▶ _WORK REQUEST_
Continue the passage on humanity's progression from one socio-economic era to the next, picking up after its final sentence.

▶ _PASSAGE PROVIDED_
When the first humans set their foot out of Africa, the transition from an insulated to an interconnected world begun. Backed by continuous innovation, humanity moved from one dominant socio-economic state to the other— hunter-gatherers to agricultural, agricultural to industrial and industrial to the current knowledge and information-driven society.
From one revolution to another, a catalyst has been the backbone of the humanity’s progression. The ability to control and use fire catapulted the hunter-gatherers to develop innovative tools, build settlements and turn into an agricultural society. Once man learned to harness energy from sources other than animals, the agricultural society transformed into an industrial society. The advancement in computing and communications led us into the current knowledge and information society. The advent of mainstream Internet, a few decades ago, accelerated the pace of transition and pushing us beyond knowledge and information.

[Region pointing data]
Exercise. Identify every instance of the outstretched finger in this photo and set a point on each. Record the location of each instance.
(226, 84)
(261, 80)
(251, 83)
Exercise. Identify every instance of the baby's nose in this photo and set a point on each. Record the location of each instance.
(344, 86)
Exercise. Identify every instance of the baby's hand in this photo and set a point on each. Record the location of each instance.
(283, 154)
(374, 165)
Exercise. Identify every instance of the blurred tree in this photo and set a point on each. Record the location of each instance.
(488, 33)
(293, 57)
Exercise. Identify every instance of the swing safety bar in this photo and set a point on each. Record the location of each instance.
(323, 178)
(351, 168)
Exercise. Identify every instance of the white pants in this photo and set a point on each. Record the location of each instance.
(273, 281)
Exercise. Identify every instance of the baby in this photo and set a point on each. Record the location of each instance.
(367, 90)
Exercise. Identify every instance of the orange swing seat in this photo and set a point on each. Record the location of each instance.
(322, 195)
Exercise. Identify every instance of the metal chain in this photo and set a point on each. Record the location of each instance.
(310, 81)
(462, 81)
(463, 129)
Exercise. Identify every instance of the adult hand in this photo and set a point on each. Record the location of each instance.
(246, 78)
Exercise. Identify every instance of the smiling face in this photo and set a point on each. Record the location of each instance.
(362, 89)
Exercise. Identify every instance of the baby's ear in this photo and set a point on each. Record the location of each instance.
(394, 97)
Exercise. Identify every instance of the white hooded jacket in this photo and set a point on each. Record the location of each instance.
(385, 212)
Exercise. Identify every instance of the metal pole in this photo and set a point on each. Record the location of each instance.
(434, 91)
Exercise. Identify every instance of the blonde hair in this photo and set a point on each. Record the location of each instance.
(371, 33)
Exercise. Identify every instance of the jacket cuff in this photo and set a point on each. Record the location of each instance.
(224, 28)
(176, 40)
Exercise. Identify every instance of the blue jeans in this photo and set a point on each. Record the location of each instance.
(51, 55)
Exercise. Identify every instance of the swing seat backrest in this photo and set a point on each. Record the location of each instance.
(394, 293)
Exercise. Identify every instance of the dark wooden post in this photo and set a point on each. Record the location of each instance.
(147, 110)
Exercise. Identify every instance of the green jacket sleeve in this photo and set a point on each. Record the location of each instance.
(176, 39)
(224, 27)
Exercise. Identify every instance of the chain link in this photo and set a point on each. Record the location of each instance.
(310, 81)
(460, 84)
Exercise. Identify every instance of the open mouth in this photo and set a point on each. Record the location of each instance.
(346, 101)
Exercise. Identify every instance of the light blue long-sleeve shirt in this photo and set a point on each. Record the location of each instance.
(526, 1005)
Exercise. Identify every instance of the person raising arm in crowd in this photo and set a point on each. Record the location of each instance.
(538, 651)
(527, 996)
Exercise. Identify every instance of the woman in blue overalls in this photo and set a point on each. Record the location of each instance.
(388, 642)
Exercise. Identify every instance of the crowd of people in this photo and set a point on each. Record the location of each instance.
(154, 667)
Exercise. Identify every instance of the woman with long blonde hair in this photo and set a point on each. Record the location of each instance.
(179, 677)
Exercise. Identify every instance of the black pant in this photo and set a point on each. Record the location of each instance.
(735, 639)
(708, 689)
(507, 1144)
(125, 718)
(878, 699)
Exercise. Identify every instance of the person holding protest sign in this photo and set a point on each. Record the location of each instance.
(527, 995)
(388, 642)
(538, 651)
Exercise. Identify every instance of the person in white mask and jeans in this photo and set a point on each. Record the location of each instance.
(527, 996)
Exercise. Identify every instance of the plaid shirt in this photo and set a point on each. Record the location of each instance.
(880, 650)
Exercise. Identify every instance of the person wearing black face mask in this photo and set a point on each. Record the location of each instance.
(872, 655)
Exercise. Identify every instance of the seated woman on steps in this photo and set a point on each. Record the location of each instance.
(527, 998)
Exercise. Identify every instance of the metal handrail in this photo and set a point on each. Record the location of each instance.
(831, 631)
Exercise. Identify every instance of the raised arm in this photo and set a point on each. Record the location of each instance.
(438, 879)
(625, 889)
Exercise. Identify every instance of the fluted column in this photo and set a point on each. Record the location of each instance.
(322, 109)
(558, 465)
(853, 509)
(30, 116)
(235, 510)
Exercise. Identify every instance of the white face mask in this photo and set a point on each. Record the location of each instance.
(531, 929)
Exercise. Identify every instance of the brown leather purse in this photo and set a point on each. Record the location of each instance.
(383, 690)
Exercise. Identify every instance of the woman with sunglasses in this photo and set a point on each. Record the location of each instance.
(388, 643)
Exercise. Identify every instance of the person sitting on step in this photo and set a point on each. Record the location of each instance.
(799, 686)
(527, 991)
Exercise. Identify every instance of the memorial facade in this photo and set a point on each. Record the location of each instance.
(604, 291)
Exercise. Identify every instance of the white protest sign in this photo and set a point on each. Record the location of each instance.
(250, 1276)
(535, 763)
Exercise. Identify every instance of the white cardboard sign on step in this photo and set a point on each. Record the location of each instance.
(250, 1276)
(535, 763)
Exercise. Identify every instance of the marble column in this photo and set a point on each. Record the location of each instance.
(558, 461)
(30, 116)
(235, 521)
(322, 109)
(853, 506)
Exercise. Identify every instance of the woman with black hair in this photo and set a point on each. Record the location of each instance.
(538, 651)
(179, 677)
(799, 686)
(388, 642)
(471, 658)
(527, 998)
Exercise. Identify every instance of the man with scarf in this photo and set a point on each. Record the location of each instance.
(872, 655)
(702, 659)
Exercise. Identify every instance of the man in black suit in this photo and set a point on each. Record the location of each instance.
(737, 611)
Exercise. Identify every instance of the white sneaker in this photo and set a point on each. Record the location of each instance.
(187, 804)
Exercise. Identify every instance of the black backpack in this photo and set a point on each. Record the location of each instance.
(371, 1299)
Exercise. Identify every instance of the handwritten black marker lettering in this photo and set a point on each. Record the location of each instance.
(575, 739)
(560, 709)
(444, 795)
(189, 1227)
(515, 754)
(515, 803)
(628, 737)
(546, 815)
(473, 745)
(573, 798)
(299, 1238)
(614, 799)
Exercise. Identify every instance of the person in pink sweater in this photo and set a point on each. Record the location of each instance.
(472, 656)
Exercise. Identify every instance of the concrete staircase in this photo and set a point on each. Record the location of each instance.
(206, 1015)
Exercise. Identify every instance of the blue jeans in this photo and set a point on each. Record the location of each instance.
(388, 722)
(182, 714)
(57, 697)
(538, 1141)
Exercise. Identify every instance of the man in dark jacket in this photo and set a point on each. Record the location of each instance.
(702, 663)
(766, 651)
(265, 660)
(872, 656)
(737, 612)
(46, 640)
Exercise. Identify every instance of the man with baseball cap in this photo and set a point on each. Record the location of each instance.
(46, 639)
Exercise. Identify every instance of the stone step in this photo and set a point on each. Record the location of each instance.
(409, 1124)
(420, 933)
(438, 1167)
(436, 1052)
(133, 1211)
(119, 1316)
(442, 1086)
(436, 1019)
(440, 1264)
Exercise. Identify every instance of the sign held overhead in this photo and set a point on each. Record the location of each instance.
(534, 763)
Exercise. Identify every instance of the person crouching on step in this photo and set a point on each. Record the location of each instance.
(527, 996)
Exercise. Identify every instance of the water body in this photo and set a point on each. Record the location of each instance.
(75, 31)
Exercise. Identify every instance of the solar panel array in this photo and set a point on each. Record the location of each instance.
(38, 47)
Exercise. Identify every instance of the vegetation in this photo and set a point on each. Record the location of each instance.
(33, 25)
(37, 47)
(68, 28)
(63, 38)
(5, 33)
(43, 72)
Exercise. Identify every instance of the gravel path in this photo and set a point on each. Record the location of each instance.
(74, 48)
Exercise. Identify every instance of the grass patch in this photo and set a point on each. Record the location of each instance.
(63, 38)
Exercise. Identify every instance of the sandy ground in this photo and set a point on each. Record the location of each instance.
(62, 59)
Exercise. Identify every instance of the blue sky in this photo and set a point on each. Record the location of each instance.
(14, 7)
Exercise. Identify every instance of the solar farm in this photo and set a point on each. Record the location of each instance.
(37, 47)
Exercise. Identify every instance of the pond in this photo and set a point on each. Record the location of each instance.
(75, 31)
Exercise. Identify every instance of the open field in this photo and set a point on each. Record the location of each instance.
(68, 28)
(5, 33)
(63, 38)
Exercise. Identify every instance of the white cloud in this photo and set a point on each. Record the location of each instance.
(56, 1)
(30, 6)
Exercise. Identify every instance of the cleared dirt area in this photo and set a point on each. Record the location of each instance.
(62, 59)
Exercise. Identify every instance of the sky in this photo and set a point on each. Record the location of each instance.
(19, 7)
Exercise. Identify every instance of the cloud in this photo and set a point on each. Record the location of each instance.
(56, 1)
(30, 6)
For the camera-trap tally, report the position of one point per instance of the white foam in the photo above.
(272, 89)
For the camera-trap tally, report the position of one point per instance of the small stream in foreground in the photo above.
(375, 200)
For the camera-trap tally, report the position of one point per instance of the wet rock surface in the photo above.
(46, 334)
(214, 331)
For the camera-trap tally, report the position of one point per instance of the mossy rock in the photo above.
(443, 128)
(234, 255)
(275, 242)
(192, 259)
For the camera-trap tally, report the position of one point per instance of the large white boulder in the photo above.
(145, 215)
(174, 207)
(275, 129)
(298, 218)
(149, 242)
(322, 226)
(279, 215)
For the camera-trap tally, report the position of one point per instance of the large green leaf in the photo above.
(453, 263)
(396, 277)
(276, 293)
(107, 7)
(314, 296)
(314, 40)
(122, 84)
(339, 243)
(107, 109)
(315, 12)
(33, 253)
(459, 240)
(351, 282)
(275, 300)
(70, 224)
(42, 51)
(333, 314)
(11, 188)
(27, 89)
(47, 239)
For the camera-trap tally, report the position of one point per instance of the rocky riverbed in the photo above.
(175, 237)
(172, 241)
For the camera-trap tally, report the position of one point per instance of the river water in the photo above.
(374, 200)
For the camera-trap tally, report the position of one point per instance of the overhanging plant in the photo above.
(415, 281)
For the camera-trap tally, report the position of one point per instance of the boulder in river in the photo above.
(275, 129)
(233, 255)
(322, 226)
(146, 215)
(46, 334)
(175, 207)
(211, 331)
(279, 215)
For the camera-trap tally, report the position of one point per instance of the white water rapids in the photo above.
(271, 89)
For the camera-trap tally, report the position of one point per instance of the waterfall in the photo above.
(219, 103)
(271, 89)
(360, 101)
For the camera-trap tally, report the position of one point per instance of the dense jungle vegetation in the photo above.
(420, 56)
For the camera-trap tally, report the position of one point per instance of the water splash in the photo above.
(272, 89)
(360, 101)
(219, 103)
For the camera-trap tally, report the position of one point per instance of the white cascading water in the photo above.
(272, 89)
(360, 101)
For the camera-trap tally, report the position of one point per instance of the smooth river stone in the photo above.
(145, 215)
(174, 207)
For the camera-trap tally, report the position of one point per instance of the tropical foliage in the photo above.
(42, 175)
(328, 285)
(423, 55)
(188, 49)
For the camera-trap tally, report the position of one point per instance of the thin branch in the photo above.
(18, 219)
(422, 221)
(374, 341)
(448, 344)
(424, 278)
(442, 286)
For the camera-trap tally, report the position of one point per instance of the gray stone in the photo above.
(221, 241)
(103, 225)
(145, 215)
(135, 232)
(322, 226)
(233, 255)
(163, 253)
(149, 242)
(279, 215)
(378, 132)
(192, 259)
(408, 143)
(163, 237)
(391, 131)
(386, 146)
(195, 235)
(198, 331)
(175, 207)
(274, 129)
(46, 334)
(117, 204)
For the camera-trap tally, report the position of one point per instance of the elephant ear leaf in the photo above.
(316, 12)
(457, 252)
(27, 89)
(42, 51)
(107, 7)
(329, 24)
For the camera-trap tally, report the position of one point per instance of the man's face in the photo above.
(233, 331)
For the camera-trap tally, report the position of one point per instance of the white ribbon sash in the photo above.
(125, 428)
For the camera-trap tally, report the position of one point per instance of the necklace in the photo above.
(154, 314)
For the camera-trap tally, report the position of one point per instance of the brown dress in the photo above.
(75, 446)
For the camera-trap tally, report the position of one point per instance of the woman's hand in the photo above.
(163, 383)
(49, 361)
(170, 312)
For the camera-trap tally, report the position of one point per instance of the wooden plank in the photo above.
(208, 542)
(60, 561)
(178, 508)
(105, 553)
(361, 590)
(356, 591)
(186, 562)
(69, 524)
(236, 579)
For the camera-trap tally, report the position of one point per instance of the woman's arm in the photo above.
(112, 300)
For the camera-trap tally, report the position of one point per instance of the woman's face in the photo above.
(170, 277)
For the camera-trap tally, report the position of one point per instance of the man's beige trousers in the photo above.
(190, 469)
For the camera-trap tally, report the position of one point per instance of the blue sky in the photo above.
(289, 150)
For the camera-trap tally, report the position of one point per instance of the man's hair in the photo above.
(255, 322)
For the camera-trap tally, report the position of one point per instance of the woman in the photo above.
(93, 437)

▶ _REPLY_
The failure of the Internet
Internet, the largest open source movement, unleashed an unprecedented wave of innovation. The world shrunk. Knowledge became unrestricted. Data exploded. Billions of humans found new means of communicating, conducting cross-border trade and creating new businesses.
Yet, somewhere along the line, the altruistic purpose of the Internet got hijacked. As technology advanced to harness the data, individuals became sources of data and a statistic. Larger corporations became custodians of the data. The lines between fake and genuine blurred. Stronger middle-men, owning the marketplaces to connect two parties, became the norm.
The rise of the bitcoin
In 2008, a nine-page whitepaper published in a cryptography forum, under the name of Satoshi Nakamoto, set the stage for the next round of innovation. In the 10 years since the release of the whitepaper, the technology has been ridiculed, predicted to be doomed and labelled as nefarious. But blockchain technology, the power horse behind the bitcoin cryptocurrency, has zoomed past the vile and successfully captured the imagination of the world. Along with the blockchain, there are two more technologies, that rose to prominence during the same period.
Three stars of the next revolution
As the humanity races towards a cognitive society, three technologies will be critical for the successful transformation — artificial intelligence (AI), Internet of things (IoT) and blockchain.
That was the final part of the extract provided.